• 作業一覧:
(A) 課題文では、筆者が獣医師になると決めたのはいつだと述べられていますか。
(B) 課題文の「私が獣医師を決心したのは、高」から「でも忘れることはありません。」までを、両端の語句も含めて一字も変えずに書き写してください。
+++ 課題文 +++
小さな体で大きな命。小さな物言わぬ家族のために。。。

 私が獣医師を決心したのは、高校2年の夏、忘れもしない小さな事件がきっかけでした。家で飼っていた茶トラのネコが、どこかに遊びに行って一週間ほどして帰ってきました。ギスギスに痩せて、頭部が縦に割られそこにハエウジがビッシリ。悪臭も放っていました。

 タオルでとってもとっても傷の中から出てきます。なんとか消毒を済ませ、ミカン箱にタオルを敷き中に寝かせてやりましたが、翌朝けいれんを起こして死んでしまいました。なんとかこの小さな命を助けてやれなかったか、また楽に死なしてやれなかったかと悩みました。昭和36年のことでしたので、近所では犬や猫の診療をしてくれる動物病院などはありません。しからば獣医師になって犬や猫を助ける仕事をしようと思ったわけです。

 足掛け7年の修行時代を経て、三郷の地で開業をし、地域を知る目的で2年間往診もしました。当時、犬猫の治療や、まして往診を依頼されるということは大変な時代でした。飼い主の家では4、5人の奥様が集まり、私の治療をじっと見守っておりました。「へー、犬にも血管があるのねー」とため息にも似た声が背中の方で聞こえたのを今でも忘れることはありません。

 現在は血液検査、レントゲン、心電図はもとより、超音波、CT,MRI 等が犬や猫の世界にも入り込み、高度医療が行われるようになりました。しかし、私にとっては、私の病院の企業理念ともいうべき“小さな体で大きな命”、“小さな物言わぬ家族のために”をモットーとして、苦しみを取るにはどうしたらいいかを考えつつ毎日診療を行っております。
+++ データ +++
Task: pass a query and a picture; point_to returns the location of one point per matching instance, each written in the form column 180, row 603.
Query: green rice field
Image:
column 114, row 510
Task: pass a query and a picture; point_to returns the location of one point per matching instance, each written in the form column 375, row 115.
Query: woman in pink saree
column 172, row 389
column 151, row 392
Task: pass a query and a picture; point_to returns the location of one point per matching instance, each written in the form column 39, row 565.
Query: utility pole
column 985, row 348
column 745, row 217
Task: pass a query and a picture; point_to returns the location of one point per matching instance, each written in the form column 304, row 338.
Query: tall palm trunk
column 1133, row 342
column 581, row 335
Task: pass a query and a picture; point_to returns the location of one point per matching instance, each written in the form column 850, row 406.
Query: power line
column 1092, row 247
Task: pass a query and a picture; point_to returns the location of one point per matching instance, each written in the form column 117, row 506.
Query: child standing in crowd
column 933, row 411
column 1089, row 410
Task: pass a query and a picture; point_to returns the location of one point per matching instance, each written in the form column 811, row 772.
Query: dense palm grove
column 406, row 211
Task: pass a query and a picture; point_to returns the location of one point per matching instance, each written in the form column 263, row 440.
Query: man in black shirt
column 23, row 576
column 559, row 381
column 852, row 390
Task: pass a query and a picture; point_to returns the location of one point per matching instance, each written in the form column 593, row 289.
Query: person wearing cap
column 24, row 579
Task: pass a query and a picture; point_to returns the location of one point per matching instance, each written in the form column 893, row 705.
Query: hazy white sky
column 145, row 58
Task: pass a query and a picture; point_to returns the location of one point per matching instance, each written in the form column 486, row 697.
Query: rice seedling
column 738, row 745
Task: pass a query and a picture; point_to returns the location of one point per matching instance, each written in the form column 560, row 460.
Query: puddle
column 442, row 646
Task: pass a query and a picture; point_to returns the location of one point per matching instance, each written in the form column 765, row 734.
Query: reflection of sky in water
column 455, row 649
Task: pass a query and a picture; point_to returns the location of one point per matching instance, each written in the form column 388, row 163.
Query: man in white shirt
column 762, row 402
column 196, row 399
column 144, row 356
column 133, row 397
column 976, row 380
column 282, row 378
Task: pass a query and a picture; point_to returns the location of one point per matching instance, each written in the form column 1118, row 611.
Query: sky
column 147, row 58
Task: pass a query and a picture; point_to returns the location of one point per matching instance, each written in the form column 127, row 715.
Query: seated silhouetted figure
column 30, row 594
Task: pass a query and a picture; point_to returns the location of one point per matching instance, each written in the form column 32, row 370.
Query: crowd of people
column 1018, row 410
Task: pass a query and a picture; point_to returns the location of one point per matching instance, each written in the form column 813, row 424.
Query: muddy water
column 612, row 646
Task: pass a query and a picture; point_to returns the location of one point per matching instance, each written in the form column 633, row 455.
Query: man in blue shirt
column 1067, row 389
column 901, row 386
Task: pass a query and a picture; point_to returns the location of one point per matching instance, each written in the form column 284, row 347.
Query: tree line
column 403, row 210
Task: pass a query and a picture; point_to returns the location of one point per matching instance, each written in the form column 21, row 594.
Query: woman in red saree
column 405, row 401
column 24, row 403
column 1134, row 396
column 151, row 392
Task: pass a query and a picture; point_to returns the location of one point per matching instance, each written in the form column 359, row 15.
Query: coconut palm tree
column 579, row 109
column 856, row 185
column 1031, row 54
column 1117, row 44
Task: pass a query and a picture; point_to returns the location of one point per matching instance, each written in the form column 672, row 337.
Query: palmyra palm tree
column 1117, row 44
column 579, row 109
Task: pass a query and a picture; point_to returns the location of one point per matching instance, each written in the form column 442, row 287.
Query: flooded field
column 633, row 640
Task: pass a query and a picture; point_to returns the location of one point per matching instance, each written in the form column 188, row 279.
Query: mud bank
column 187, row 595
+++
• 作業の解答:
(A) 高校2年の夏です。

(B)
私が獣医師を決心したのは、高校2年の夏、忘れもしない小さな事件がきっかけでした。家で飼っていた茶トラのネコが、どこかに遊びに行って一週間ほどして帰ってきました。ギスギスに痩せて、頭部が縦に割られそこにハエウジがビッシリ。悪臭も放っていました。

 タオルでとってもとっても傷の中から出てきます。なんとか消毒を済ませ、ミカン箱にタオルを敷き中に寝かせてやりましたが、翌朝けいれんを起こして死んでしまいました。なんとかこの小さな命を助けてやれなかったか、また楽に死なしてやれなかったかと悩みました。昭和36年のことでしたので、近所では犬や猫の診療をしてくれる動物病院などはありません。しからば獣医師になって犬や猫を助ける仕事をしようと思ったわけです。

 足掛け7年の修行時代を経て、三郷の地で開業をし、地域を知る目的で2年間往診もしました。当時、犬猫の治療や、まして往診を依頼されるということは大変な時代でした。飼い主の家では4、5人の奥様が集まり、私の治療をじっと見守っておりました。「へー、犬にも血管があるのねー」とため息にも似た声が背中の方で聞こえたのを今でも忘れることはありません。